* _節選_:
33歲的吉爾伯特較早前被伊朗政權控告間諜罪,被判監禁10年。昨日獲釋後第一次公開接受傳媒訪問。
吉爾伯特透露,在她漫長的監禁期間,伊朗要求她成為一名間諜,而這段折磨人的經歷讓她感到「長期擔憂」和「恐慌」。
2018年,吉爾伯特在德黑蘭機場被捕及起訴間諜活動,但她和澳洲政府一直否認相關指控。
她表示,伊朗伊斯蘭革命衛隊在她入獄期間曾屢次試圖招募她做間諜。
她在星期二晚(3月9日)接受訪問時說道:「我知道他們(伊朗)與澳洲政府的人質釋放談判不果,是因為他們想招募我成為他們的間諜。」
「(他們說)如果我與他們合作,同意成為他們的間諜,他們就會釋放我。我可以重獲自由。我可以和他們做個交易。」去年她在一項交換囚犯的協議下獲釋,但澳洲政府拒絕證實這位學者的自由是通過交換囚犯獲得的。
Source: SBS
伊朗媒體稱,該國三名公民獲釋放,以換取吉爾伯特博士的自由。據泰國消息指,已經將三名2012年策劃爆炸事件失敗的伊朗人送回德黑蘭,但拒絕稱其為交換囚犯。
然而,吉爾伯特博士表示,伊朗對她最感興趣的不是招攬她做間諜,反正另有其事。
她表示:「他們更感興趣的是利用我的學術身份作為掩護,前往其他中東、歐洲國家或美國,為他們收集情報。」
在伊朗監獄受盡「心理折磨」

* _待辦事項_:
請根據上面關於吉爾伯特的報道回答以下問題。
1. 吉爾伯特被判監禁多少年?
2. 她在哪一年、在甚麼地方被捕?
3. 據泰國消息,送回德黑蘭的三名伊朗人曾在2012年策劃甚麼?

* _資料摘錄_:
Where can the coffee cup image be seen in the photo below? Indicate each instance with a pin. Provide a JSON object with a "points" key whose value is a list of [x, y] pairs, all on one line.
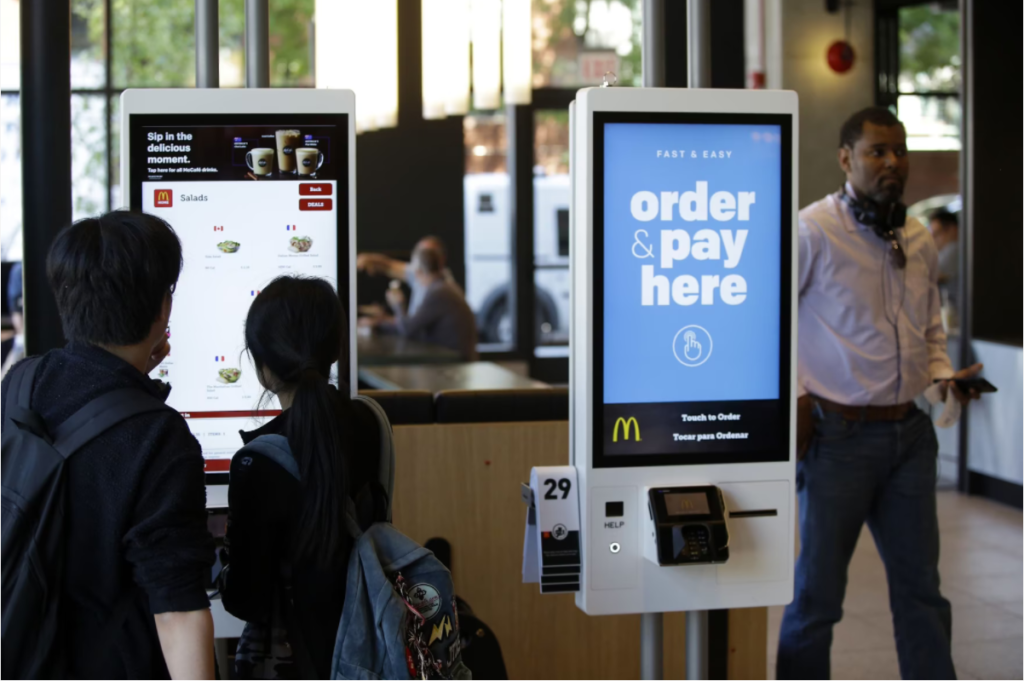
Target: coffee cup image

* _練習答案_:
1. 10年。
2. 2018年,在德黑蘭機場。
3. 策劃爆炸事件,但失敗了。